Activity: The part below that opens with the line containing "target | red tail stripe" and closes with the line containing "the landing gear door" should be copied exactly, minus any pictures.

Material for the task:
------------

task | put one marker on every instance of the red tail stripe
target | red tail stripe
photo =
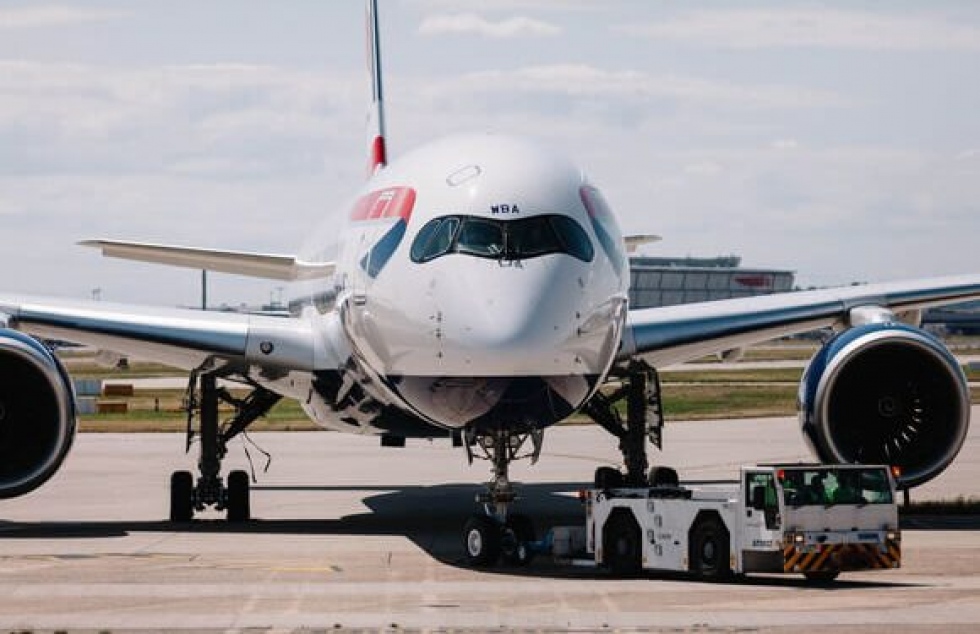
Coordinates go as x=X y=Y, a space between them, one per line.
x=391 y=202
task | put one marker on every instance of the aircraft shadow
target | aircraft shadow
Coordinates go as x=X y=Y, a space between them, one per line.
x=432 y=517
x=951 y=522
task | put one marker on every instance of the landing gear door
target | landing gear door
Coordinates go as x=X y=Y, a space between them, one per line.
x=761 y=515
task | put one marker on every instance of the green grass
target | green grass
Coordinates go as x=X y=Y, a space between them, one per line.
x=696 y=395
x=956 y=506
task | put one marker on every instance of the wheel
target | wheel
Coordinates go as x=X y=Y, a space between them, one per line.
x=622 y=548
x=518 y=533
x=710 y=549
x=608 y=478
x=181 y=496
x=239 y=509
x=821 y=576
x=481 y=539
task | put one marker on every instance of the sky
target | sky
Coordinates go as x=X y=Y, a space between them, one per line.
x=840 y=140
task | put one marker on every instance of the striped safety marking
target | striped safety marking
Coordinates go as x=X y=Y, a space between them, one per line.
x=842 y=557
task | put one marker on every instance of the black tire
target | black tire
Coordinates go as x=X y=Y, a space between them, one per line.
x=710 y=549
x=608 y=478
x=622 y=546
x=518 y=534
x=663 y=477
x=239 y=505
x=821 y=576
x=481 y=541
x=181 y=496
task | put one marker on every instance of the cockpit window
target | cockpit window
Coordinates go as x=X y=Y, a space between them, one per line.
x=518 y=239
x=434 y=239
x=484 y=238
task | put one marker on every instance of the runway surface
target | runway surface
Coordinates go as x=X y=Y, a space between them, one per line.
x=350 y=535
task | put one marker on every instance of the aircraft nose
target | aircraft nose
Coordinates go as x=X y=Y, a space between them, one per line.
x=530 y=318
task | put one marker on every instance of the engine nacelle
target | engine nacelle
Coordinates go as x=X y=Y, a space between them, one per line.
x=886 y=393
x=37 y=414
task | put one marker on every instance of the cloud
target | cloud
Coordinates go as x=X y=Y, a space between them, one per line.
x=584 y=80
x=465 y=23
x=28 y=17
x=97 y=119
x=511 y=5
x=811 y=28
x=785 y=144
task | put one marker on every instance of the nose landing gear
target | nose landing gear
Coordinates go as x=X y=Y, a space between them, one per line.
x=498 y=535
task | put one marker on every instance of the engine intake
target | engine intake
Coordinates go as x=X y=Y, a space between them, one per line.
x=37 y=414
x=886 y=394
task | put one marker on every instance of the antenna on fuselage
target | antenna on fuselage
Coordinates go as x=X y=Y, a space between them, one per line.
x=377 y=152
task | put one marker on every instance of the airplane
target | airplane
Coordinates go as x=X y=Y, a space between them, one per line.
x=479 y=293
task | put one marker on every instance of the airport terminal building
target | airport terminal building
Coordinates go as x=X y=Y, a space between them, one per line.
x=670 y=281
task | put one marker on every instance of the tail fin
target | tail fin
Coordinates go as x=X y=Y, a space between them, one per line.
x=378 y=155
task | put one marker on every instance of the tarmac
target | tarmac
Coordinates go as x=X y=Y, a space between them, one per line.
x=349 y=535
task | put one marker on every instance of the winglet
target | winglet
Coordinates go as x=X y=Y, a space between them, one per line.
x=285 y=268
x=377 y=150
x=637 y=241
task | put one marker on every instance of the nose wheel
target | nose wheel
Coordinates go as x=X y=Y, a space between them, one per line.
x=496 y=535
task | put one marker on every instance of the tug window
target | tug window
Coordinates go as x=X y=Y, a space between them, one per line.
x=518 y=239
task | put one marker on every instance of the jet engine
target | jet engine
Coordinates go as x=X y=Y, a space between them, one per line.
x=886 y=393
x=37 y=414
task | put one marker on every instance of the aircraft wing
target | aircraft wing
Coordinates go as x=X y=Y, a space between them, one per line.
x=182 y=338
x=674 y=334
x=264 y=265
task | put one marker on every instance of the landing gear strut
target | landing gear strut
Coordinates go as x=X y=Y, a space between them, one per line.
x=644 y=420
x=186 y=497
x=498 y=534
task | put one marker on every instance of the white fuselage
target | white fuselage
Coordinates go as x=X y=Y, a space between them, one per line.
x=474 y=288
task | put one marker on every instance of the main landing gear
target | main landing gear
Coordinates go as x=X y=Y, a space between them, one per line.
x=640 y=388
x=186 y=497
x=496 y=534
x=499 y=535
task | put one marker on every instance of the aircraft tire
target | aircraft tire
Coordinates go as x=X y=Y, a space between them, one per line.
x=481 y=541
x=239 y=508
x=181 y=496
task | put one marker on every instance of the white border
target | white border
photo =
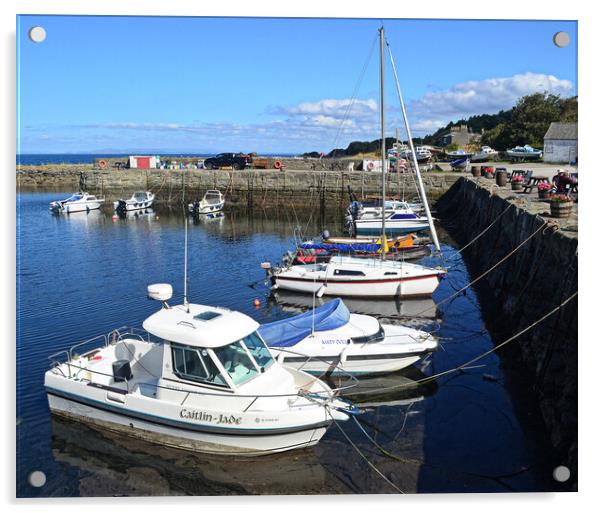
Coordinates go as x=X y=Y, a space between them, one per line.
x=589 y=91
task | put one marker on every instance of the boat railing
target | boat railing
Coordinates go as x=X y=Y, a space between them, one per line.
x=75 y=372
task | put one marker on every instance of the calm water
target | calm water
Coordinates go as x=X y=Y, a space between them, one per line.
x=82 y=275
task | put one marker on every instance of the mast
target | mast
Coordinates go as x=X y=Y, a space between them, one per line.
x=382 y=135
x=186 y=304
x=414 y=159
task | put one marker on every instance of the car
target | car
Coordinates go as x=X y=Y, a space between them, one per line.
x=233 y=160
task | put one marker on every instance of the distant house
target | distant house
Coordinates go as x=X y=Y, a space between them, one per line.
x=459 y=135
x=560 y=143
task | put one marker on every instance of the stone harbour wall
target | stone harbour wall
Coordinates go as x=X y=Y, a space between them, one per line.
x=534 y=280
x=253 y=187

------------

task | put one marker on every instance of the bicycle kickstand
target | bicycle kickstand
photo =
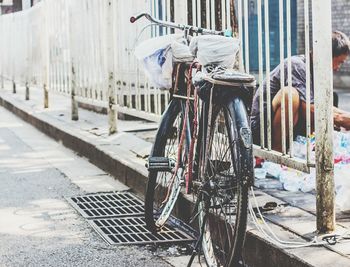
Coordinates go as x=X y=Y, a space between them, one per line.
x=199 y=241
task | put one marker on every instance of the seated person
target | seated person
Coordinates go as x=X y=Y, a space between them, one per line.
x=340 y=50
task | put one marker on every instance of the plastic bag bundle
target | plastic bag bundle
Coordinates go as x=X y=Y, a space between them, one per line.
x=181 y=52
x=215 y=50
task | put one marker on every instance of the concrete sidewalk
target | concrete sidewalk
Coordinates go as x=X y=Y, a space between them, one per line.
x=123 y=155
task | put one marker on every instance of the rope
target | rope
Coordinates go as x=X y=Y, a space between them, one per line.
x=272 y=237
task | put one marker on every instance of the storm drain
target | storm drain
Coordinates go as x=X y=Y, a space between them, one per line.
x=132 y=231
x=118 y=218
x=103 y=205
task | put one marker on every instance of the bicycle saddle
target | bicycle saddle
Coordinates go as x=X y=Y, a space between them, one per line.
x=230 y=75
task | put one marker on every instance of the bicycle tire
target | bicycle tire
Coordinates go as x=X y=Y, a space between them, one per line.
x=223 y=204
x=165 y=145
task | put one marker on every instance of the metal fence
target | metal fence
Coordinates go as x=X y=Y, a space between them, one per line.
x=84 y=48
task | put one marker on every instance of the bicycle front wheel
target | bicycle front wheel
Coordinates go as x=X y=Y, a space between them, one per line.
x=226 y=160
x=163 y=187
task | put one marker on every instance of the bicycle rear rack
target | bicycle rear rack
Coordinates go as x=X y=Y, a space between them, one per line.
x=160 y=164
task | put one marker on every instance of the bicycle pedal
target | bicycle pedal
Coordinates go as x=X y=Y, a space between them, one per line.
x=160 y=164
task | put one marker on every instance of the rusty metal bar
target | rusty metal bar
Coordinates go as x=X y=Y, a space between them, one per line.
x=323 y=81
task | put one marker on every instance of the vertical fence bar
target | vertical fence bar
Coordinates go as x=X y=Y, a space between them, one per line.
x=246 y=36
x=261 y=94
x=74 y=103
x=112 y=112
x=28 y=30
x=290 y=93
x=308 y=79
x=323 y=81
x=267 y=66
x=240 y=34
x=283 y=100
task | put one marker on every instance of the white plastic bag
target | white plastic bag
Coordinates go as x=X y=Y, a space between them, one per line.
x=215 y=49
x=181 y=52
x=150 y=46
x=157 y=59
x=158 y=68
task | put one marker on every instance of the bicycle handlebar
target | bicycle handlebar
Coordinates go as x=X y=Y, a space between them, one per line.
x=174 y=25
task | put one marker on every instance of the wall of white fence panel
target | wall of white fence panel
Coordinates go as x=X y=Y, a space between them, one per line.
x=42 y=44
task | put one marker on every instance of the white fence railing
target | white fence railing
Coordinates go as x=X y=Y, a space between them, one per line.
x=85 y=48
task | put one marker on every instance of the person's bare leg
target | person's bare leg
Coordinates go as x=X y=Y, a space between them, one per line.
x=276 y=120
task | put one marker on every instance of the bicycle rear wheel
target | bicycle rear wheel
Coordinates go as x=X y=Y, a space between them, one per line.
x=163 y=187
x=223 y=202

------------

Problem solution:
target | red tail stripe
photo =
Coordinates go as x=X y=Y, a space between them, one per line.
x=391 y=202
task | put one marker on every instance of the aircraft shadow
target | aircraft shadow
Coordinates go as x=X y=Y, a space between them, one per line.
x=432 y=517
x=951 y=522
task | put one marker on every instance of the landing gear door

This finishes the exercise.